**THE EXERCISE:** Copy each of the entries below line for line, leaving out the pictures.

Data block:
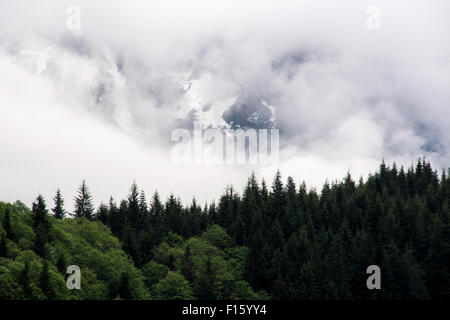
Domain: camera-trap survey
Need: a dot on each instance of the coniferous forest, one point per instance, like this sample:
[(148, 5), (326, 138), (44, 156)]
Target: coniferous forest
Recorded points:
[(273, 240)]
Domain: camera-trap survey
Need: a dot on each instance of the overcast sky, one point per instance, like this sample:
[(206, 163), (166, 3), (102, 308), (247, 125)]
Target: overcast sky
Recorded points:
[(99, 102)]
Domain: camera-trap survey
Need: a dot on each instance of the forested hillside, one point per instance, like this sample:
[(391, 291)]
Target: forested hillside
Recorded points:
[(278, 241)]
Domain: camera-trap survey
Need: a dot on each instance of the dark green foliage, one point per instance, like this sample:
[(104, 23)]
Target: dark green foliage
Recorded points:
[(83, 203), (41, 225), (124, 287), (283, 242), (25, 282), (3, 247), (44, 282), (7, 223), (58, 210)]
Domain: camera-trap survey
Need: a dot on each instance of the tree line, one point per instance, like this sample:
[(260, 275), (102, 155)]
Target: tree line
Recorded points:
[(282, 241)]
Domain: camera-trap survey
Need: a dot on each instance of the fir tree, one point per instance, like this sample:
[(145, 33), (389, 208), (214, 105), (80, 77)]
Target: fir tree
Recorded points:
[(83, 202), (58, 210)]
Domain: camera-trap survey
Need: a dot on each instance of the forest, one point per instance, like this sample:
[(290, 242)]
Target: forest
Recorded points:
[(277, 241)]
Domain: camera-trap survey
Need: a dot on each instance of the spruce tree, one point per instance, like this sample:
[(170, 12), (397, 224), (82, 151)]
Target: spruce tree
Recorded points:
[(7, 223), (83, 202), (41, 225), (25, 282), (3, 247), (45, 283), (58, 210), (124, 287)]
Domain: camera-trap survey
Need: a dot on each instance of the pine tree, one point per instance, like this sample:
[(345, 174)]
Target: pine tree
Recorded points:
[(187, 265), (41, 225), (3, 247), (124, 287), (83, 202), (7, 223), (25, 282), (205, 288), (45, 283), (61, 264), (58, 210)]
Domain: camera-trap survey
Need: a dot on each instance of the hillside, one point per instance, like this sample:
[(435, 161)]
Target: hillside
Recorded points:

**SOLUTION TO THIS TASK:**
Domain: camera-trap survey
Need: a dot on each instance of the coniferous forest, one point per instance, like this sample:
[(148, 5), (326, 138), (44, 156)]
Target: coniferous forest
Recorded points:
[(273, 240)]
Domain: camera-trap survey
Need: a dot on each instance of the overcast sky, one point per instance, like this sample:
[(206, 163), (166, 3), (102, 308), (247, 125)]
Target: overcast sky
Recorded points:
[(99, 102)]
Domain: camera-trap survey
Need: a dot on each instance of the forested hillside, one point per instance, like this sample:
[(391, 291)]
Target: forested hillside
Recorded points:
[(278, 241)]
Domain: camera-trap survey
Need: a dot on each instance of the dark green foliage, one point per instance, like this sample:
[(104, 23)]
Target: dark green foliage
Recorded points:
[(83, 203), (41, 225), (124, 287), (283, 242), (25, 282), (3, 247), (44, 282), (7, 223), (58, 210)]
Domain: camera-trap survey
Need: a dot on each instance of the tree line, one point per instance, like this sample:
[(260, 275), (102, 155)]
Target: tree line
Recorded points:
[(282, 241)]
Domain: camera-trap survey
Need: a dot on each instance of the fir tree, one point per instance, like this sample:
[(145, 33), (389, 208), (214, 105), (80, 77)]
Target: fir tree
Recorded points:
[(83, 202), (58, 210)]
Domain: camera-trap survey
Need: a dot on each instance of the forest, one point per instance, like this sample:
[(290, 242)]
Target: forest
Recorded points:
[(277, 241)]
Domain: camera-trap survey
Need: a dot on each instance of the spruce tree, one point per instance, like this sample:
[(170, 12), (397, 224), (82, 151)]
Target: spruce tree
Recorded points:
[(7, 223), (83, 202), (41, 225), (25, 282), (3, 247), (45, 283), (58, 210), (124, 287)]
Domain: camera-trap survey
Need: a dot on each instance of the pine tree, one point per instance, like this sample:
[(345, 174)]
Target: pine tree
Recorded points:
[(187, 265), (41, 225), (3, 247), (124, 287), (83, 202), (7, 223), (25, 282), (205, 288), (45, 283), (61, 264), (58, 210)]
Domain: camera-trap survey
Need: a dot on each instance of the hillside, one point per instance, like this sample:
[(435, 161)]
Target: hillside
Recorded points:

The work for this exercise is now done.